- [Requirements] Convert the lines of the entries below into a JSON list of strings, one string per line and blank lines omitted, starting with the line containing "the book cover" and continuing through the line containing "point(227, 141)", both included.

- [Data for the task]
::::::::::
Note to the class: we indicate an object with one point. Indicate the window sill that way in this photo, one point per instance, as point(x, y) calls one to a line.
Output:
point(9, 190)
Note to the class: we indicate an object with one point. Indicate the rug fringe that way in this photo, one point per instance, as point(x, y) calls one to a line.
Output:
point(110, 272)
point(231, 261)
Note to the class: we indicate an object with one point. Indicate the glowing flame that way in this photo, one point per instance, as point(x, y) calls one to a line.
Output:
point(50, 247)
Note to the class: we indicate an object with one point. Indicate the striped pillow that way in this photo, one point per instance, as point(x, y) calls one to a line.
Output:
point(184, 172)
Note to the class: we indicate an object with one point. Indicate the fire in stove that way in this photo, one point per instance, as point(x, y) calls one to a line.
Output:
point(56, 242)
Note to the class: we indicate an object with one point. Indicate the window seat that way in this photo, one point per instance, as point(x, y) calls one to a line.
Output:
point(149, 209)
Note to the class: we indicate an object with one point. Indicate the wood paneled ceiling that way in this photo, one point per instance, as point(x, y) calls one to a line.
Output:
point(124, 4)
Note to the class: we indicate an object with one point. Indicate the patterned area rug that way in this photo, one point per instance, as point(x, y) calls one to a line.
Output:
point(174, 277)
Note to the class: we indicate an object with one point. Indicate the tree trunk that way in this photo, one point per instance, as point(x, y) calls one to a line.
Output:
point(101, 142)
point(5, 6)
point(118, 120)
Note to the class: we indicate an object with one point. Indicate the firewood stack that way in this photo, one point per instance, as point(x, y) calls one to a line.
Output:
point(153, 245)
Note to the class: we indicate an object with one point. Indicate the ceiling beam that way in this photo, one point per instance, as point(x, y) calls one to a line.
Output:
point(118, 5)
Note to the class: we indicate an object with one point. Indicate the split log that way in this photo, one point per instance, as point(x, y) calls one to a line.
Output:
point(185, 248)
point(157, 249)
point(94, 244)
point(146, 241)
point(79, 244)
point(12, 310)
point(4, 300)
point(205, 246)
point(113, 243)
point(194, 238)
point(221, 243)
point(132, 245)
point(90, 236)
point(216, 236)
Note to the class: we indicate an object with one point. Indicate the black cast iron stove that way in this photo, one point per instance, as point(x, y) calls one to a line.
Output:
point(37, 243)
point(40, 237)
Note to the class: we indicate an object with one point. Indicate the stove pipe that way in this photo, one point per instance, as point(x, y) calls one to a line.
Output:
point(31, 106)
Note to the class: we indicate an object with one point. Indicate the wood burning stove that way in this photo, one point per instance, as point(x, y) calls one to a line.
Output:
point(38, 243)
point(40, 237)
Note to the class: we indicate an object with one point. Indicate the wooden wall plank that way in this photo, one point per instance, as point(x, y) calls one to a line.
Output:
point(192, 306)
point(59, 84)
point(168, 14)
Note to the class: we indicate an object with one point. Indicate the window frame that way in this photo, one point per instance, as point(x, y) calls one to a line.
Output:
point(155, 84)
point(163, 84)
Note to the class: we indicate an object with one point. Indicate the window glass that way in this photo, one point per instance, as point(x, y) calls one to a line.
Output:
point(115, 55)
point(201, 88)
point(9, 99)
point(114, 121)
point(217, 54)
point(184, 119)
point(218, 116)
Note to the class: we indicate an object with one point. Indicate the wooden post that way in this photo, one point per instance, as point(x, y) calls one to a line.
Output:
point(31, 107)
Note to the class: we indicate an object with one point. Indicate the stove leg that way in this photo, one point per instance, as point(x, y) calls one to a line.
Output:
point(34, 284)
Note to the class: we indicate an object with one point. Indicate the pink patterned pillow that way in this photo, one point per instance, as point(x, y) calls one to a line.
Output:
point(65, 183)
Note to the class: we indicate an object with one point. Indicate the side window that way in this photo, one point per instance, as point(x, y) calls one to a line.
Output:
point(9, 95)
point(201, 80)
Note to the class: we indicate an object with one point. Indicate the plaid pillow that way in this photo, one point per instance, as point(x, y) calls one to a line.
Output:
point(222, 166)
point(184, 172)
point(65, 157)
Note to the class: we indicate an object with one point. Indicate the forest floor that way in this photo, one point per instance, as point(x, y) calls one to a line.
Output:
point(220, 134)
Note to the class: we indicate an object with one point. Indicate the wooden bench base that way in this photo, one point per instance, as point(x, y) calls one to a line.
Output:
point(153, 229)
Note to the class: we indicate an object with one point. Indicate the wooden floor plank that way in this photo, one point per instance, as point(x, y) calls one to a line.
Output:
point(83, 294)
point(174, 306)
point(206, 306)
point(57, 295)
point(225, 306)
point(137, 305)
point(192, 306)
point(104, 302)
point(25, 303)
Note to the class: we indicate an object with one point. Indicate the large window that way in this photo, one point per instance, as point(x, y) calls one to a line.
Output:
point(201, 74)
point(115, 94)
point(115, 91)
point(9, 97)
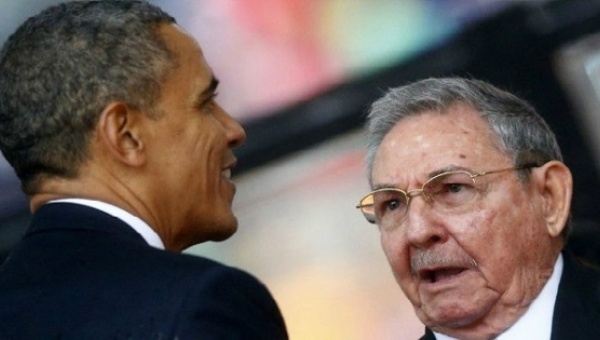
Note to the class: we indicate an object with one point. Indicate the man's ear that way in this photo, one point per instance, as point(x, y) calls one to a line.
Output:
point(556, 187)
point(119, 131)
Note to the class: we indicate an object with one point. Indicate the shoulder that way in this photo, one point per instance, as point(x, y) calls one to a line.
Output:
point(224, 301)
point(577, 306)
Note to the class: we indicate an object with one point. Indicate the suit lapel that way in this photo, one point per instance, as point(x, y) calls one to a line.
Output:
point(68, 216)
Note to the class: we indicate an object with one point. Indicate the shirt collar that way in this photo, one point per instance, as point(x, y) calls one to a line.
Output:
point(137, 224)
point(536, 323)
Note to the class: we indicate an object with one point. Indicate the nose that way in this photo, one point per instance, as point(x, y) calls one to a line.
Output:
point(236, 135)
point(423, 227)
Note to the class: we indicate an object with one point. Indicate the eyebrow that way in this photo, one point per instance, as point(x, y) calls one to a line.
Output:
point(429, 176)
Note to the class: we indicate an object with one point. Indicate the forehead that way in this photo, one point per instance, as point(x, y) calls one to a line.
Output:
point(192, 71)
point(430, 141)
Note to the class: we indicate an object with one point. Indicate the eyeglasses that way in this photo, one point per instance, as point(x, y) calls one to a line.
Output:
point(445, 191)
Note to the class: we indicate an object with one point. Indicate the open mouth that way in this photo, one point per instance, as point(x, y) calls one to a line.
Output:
point(439, 275)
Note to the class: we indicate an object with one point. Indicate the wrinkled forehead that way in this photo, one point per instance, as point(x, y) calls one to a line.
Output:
point(425, 143)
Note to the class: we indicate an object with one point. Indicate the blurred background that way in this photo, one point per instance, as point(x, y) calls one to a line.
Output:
point(300, 74)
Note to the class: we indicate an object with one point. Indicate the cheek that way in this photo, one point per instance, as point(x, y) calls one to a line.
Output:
point(397, 253)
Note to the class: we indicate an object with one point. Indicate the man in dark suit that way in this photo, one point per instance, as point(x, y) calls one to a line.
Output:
point(472, 201)
point(108, 116)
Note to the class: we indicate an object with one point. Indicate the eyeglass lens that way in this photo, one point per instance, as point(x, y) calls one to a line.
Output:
point(445, 191)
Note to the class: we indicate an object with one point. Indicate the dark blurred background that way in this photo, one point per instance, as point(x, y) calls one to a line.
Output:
point(300, 74)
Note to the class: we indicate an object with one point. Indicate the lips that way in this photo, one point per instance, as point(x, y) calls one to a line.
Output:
point(439, 275)
point(226, 171)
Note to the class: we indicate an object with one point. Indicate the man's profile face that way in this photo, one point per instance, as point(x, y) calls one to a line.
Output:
point(190, 149)
point(483, 261)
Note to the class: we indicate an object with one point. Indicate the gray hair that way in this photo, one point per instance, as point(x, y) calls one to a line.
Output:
point(60, 68)
point(518, 129)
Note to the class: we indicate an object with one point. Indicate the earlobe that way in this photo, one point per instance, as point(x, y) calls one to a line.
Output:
point(556, 185)
point(119, 131)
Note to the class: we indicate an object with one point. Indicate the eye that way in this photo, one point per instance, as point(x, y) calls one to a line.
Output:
point(451, 189)
point(389, 201)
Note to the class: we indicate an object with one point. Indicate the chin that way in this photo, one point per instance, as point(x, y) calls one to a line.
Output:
point(224, 230)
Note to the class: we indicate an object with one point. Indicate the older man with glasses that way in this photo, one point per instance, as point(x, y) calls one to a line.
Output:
point(472, 202)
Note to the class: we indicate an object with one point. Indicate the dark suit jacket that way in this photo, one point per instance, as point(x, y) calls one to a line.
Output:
point(82, 274)
point(577, 307)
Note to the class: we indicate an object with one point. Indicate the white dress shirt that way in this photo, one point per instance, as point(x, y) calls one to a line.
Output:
point(134, 222)
point(536, 323)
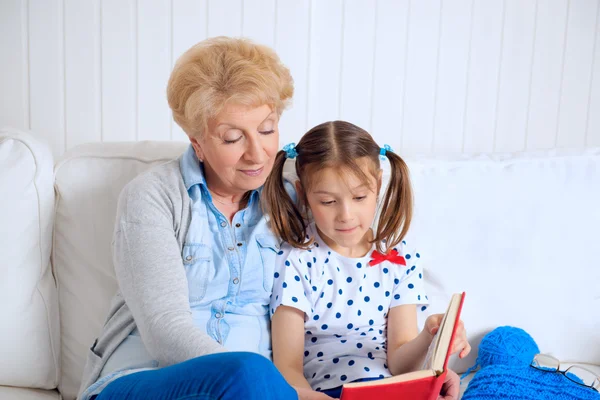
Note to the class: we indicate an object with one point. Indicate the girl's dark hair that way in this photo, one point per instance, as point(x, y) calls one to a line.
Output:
point(338, 144)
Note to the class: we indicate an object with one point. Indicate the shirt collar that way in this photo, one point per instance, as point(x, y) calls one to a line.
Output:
point(192, 170)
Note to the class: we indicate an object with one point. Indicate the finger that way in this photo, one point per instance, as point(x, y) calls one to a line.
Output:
point(466, 351)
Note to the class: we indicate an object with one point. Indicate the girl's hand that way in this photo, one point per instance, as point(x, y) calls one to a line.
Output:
point(461, 344)
point(309, 394)
point(451, 387)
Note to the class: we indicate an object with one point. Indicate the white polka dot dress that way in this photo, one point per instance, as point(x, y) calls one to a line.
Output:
point(346, 303)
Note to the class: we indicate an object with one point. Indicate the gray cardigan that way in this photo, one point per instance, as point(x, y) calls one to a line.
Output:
point(153, 217)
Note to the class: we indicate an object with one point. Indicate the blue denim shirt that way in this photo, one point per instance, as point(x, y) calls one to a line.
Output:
point(229, 267)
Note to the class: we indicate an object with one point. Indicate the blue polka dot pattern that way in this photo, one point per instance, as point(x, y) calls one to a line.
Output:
point(341, 341)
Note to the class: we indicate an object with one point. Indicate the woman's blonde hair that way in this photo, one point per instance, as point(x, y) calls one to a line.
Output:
point(225, 70)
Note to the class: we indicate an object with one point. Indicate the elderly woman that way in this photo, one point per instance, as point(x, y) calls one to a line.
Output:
point(193, 254)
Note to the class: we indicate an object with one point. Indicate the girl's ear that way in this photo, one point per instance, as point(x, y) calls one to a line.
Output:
point(379, 180)
point(300, 193)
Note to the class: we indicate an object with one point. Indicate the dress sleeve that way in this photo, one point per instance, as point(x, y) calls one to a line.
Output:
point(409, 285)
point(291, 284)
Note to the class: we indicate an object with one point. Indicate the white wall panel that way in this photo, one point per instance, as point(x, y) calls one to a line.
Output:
point(577, 73)
point(119, 70)
point(225, 17)
point(593, 123)
point(189, 25)
point(449, 108)
point(292, 44)
point(259, 21)
point(483, 73)
point(546, 71)
point(325, 56)
point(515, 75)
point(47, 72)
point(420, 81)
point(358, 48)
point(389, 71)
point(425, 76)
point(153, 69)
point(14, 78)
point(82, 72)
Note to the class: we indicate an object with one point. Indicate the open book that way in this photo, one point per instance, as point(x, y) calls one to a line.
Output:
point(424, 384)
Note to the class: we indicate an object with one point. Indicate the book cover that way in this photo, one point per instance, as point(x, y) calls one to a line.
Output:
point(424, 384)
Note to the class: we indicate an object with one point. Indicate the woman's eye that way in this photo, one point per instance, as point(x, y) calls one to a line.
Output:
point(227, 141)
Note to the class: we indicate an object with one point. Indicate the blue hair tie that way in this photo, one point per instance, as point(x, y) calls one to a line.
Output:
point(290, 150)
point(384, 149)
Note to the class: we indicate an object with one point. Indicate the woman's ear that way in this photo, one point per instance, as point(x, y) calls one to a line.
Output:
point(197, 147)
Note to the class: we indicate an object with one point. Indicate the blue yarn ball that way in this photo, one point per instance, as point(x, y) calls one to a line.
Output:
point(507, 345)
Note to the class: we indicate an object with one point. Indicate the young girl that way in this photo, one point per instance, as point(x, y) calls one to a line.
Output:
point(345, 298)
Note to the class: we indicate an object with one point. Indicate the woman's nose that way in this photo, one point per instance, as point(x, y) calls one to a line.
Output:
point(255, 152)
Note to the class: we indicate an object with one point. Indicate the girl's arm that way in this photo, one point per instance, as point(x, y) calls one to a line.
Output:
point(407, 347)
point(287, 332)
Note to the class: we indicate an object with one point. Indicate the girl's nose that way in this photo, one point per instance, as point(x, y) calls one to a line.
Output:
point(345, 212)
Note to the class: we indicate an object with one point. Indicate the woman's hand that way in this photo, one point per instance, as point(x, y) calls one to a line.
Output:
point(309, 394)
point(451, 387)
point(461, 344)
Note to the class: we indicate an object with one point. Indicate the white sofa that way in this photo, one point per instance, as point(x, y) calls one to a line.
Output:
point(518, 233)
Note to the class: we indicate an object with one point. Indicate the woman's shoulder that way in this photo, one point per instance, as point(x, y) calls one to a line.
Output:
point(159, 190)
point(164, 178)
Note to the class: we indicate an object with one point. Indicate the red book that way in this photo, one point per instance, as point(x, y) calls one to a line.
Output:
point(424, 384)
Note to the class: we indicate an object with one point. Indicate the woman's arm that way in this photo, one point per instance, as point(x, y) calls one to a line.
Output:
point(287, 332)
point(151, 276)
point(406, 346)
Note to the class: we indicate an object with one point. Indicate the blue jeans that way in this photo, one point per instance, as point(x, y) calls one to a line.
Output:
point(226, 376)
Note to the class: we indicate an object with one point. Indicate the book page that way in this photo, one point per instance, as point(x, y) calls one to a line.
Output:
point(439, 348)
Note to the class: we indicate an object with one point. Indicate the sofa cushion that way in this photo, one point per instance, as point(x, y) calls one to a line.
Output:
point(14, 393)
point(88, 181)
point(28, 300)
point(519, 234)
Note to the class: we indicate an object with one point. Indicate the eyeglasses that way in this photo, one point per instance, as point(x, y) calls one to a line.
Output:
point(575, 373)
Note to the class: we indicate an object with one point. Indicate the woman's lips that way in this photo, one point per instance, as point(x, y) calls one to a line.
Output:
point(252, 172)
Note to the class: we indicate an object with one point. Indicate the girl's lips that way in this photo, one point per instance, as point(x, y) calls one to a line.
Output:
point(252, 172)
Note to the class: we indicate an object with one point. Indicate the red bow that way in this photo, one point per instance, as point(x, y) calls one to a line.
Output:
point(392, 257)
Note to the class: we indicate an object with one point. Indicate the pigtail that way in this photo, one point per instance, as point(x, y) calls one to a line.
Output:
point(285, 217)
point(397, 206)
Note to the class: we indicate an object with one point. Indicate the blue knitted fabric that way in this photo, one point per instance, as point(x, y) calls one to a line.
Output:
point(505, 355)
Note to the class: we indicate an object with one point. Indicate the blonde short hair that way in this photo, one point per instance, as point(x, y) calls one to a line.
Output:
point(225, 70)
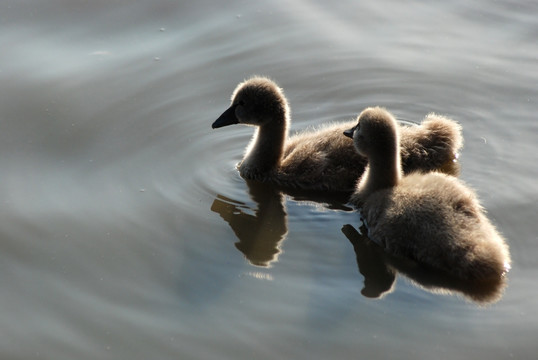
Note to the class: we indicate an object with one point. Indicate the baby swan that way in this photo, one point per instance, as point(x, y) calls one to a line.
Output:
::::::::::
- [Worked solution]
[
  "Note to the class: we indicate an object with one point. Indicate the book cover that way in this photo, one point per instance, as point(x, y) calls one to a line.",
  "Output:",
  "point(424, 384)",
  "Note to the class: we indicate an object with one point. Indicate the woman's eye that way in this photo, one point per instance, as point(x, y) calls one to a line.",
  "Output:",
  "point(227, 141)"
]